» **Directions for this task**:
Write out the rows from the line holding "[point] every instance of the dried" through the last row, switching "matcha" to "sencha" and leaving everything else unchanged.

» **Supplied entries**:
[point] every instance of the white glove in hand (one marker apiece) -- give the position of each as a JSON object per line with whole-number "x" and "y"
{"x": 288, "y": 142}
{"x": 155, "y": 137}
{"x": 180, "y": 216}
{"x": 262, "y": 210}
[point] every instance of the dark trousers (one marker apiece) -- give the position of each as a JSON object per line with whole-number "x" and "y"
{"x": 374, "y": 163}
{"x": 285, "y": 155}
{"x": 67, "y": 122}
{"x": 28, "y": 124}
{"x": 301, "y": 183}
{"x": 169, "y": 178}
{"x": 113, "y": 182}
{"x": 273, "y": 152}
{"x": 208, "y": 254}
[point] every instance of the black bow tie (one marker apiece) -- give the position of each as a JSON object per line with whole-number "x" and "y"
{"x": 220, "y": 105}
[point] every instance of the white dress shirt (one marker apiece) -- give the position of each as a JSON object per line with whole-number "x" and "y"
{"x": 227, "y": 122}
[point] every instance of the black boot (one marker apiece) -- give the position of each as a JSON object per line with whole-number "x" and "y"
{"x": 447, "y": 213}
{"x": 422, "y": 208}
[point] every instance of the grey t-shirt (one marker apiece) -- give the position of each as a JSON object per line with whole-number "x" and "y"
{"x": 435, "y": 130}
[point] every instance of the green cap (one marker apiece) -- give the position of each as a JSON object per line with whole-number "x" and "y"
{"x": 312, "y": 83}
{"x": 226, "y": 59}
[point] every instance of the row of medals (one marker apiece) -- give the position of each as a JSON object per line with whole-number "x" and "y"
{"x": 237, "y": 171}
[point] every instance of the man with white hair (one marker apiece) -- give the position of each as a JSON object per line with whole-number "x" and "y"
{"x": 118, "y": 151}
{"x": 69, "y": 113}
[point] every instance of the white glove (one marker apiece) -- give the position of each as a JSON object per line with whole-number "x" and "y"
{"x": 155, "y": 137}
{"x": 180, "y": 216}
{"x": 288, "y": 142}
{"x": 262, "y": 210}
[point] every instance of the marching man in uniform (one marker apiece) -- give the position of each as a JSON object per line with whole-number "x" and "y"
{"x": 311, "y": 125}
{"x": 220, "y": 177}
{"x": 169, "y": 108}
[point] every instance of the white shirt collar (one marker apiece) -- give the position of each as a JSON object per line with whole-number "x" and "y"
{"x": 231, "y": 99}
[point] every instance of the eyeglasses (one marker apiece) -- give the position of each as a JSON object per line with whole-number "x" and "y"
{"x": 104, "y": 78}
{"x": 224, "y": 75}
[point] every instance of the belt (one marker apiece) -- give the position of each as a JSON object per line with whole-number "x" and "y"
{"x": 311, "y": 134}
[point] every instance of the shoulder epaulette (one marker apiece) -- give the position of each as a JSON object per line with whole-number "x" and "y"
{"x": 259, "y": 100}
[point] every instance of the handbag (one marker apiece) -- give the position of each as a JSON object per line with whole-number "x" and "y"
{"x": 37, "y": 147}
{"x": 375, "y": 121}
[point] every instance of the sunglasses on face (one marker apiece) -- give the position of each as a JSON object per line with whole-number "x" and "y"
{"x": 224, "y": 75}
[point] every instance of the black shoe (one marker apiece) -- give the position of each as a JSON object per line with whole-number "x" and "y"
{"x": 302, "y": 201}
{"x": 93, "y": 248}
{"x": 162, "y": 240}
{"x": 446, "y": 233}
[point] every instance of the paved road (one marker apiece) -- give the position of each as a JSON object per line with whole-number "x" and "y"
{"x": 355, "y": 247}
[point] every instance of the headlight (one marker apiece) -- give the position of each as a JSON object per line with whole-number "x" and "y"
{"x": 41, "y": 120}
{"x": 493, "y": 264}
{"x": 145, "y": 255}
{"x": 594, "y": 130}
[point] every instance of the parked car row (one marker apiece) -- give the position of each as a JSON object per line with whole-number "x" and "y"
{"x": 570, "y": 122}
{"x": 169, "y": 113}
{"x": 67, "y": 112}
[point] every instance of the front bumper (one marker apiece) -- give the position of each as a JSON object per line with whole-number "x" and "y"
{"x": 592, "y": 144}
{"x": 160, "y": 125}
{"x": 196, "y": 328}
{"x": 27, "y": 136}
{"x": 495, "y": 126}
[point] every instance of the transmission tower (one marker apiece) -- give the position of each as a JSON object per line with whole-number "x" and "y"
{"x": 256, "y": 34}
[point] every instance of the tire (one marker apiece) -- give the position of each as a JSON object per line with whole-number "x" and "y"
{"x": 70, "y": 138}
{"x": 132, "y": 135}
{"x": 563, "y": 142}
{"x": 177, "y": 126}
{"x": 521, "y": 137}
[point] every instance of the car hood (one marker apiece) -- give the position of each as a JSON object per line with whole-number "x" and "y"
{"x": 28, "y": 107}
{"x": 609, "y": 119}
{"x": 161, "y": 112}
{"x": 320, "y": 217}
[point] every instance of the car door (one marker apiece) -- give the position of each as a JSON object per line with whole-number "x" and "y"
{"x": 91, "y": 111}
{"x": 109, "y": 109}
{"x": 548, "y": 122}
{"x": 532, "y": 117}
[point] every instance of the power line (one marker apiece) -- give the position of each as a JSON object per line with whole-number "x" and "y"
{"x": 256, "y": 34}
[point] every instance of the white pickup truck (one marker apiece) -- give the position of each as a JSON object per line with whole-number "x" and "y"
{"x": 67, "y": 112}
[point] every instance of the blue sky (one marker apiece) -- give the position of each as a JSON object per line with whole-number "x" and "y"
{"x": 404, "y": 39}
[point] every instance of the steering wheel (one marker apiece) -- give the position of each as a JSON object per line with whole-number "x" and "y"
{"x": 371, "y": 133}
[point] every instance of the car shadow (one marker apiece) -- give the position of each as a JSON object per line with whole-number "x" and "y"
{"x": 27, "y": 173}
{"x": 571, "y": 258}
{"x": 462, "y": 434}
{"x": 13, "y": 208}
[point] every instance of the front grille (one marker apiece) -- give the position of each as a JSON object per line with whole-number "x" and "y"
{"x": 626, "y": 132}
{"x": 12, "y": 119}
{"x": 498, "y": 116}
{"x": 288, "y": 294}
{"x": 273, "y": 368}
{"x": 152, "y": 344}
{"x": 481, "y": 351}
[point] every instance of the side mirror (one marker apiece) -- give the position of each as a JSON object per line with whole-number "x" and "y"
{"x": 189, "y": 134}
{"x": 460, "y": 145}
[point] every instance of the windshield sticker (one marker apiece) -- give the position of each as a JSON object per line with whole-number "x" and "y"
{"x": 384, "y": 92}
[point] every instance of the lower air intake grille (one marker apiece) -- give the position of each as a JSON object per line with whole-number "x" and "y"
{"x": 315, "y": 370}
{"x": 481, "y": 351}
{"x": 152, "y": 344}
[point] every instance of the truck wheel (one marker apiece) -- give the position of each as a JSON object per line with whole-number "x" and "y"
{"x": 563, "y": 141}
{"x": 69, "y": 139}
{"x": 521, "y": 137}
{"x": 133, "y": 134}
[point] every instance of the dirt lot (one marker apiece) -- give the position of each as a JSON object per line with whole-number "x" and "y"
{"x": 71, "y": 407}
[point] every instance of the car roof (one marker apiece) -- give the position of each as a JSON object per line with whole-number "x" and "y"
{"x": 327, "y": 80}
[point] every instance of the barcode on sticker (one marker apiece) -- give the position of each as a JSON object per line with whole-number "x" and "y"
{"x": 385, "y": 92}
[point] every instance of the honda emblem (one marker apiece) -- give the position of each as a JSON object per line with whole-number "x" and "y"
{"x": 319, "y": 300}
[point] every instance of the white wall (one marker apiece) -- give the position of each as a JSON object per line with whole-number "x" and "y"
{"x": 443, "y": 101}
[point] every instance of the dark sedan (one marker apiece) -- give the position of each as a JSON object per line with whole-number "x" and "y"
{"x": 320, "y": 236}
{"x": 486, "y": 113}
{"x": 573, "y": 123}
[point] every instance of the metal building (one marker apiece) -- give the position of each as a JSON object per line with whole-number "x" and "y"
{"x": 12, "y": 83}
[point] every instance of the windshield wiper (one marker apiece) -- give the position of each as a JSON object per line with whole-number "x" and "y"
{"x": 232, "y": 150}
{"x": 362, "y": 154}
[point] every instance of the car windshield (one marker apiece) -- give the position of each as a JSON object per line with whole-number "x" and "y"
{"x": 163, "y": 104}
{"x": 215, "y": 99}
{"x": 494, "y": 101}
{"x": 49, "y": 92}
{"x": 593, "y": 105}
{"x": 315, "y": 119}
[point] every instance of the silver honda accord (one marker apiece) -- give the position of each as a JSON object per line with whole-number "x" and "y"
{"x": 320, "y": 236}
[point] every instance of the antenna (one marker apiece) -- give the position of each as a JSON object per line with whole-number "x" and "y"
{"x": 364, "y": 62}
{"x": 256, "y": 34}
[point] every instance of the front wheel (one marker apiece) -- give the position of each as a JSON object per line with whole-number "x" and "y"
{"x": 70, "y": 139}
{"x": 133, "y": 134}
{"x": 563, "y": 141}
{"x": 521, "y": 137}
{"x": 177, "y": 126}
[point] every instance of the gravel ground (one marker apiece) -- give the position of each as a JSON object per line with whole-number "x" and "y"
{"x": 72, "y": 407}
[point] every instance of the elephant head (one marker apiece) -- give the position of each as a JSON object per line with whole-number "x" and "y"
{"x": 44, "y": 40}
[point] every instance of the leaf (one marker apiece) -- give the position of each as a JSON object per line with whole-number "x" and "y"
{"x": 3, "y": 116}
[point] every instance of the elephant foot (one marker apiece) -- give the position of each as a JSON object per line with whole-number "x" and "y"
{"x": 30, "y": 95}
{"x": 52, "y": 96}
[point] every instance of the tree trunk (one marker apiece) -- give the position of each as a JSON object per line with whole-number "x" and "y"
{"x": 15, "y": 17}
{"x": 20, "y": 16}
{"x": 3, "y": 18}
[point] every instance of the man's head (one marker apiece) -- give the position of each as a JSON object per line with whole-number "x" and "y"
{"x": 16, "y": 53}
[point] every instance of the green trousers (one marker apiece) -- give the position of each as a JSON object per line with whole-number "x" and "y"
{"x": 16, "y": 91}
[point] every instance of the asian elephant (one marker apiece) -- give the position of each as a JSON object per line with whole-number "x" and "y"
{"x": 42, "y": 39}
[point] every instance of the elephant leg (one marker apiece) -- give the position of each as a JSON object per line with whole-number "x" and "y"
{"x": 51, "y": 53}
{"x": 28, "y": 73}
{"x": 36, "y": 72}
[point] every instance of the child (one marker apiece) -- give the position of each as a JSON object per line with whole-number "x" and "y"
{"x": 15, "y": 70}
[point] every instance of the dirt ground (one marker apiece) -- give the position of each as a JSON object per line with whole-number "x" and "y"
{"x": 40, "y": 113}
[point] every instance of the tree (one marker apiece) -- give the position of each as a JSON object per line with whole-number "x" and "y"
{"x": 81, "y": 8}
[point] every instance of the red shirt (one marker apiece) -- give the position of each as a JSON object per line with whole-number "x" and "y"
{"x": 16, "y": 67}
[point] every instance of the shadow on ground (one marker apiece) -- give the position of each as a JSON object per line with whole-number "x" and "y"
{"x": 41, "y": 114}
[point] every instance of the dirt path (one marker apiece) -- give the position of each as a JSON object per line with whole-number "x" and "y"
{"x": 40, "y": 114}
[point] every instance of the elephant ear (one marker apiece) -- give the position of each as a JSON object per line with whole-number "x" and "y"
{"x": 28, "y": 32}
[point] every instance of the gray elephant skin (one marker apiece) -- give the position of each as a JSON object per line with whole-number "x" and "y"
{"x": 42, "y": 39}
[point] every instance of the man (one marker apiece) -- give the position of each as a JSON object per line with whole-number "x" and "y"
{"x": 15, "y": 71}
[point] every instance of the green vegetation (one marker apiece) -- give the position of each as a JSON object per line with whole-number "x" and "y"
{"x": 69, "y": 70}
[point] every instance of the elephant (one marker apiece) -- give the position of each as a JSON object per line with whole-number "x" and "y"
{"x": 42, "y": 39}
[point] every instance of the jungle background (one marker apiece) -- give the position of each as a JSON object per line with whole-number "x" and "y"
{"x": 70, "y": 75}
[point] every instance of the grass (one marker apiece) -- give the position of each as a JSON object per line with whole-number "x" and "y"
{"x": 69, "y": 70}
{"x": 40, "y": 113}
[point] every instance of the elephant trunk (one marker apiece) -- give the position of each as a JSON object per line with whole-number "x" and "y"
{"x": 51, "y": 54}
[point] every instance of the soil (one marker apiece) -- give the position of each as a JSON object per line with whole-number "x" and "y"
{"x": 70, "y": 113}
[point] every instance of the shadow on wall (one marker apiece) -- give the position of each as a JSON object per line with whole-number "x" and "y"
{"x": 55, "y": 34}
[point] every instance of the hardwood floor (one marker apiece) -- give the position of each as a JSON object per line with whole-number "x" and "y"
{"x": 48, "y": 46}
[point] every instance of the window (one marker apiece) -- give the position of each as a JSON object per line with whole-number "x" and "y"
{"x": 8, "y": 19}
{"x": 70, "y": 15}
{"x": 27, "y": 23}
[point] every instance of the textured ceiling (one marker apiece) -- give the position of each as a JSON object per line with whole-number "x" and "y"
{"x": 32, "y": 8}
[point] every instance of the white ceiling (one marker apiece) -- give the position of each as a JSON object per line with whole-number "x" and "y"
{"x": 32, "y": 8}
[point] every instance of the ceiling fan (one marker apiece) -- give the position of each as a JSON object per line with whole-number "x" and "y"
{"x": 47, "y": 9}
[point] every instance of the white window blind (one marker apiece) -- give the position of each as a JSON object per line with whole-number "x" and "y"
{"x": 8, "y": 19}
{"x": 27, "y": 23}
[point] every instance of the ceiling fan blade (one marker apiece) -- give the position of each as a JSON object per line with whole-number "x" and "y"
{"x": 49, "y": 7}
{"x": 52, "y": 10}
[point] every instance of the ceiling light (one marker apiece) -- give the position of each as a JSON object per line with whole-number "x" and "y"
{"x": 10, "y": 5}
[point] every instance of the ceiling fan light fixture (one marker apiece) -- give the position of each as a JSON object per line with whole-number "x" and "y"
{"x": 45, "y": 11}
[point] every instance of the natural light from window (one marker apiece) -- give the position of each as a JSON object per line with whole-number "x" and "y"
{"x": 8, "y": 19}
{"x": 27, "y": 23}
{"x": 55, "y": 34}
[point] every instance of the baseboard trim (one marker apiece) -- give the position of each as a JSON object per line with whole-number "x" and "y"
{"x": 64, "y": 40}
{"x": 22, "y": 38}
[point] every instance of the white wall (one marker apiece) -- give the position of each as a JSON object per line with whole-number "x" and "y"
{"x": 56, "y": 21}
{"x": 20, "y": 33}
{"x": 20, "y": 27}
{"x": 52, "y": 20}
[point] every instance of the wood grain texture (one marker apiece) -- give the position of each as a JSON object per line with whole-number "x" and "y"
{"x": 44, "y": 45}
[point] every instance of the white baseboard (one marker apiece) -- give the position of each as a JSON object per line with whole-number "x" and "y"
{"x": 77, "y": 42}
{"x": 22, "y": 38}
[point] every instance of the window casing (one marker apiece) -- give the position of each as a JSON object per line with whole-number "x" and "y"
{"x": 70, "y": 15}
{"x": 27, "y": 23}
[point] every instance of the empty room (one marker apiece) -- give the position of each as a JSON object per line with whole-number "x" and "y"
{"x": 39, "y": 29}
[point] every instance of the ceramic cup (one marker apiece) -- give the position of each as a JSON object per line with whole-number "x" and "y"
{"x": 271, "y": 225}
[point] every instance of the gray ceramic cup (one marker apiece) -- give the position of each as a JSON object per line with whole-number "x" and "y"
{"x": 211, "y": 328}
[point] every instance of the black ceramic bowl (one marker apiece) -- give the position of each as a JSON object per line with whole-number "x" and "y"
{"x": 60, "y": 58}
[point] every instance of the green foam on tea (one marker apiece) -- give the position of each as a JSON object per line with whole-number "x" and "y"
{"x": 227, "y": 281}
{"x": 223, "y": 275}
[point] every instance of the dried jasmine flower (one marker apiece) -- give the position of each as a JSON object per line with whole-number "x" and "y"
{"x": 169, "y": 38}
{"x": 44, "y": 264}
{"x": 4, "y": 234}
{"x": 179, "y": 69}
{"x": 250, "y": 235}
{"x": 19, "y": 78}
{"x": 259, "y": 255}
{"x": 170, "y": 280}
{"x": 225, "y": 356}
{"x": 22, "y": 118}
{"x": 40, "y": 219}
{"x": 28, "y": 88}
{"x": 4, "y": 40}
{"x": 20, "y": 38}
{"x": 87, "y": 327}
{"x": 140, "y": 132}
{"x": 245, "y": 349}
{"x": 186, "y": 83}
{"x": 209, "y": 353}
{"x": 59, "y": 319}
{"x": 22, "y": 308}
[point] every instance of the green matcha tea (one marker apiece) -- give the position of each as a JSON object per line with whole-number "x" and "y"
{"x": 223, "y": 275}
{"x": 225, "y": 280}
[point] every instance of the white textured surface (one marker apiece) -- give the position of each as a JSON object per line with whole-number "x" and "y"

» **Exercise output**:
[point] every instance of the dried jasmine flower (one marker apiece) -- give the position of each as a JSON object per line with whole-number "x" and "y"
{"x": 169, "y": 38}
{"x": 44, "y": 264}
{"x": 4, "y": 234}
{"x": 179, "y": 69}
{"x": 250, "y": 235}
{"x": 19, "y": 78}
{"x": 259, "y": 255}
{"x": 170, "y": 280}
{"x": 225, "y": 356}
{"x": 22, "y": 118}
{"x": 40, "y": 219}
{"x": 28, "y": 88}
{"x": 4, "y": 40}
{"x": 20, "y": 38}
{"x": 87, "y": 327}
{"x": 140, "y": 132}
{"x": 245, "y": 349}
{"x": 186, "y": 83}
{"x": 209, "y": 353}
{"x": 59, "y": 319}
{"x": 22, "y": 308}
[point] every instance of the green sencha tea (one marker apiece) -- give the position of each as a JSON object per line with whole-number "x" and "y"
{"x": 223, "y": 275}
{"x": 225, "y": 280}
[point] every instance of the white textured surface (one marker apiece) -- give the position of each as a JSON object per line with whole-number "x" and "y"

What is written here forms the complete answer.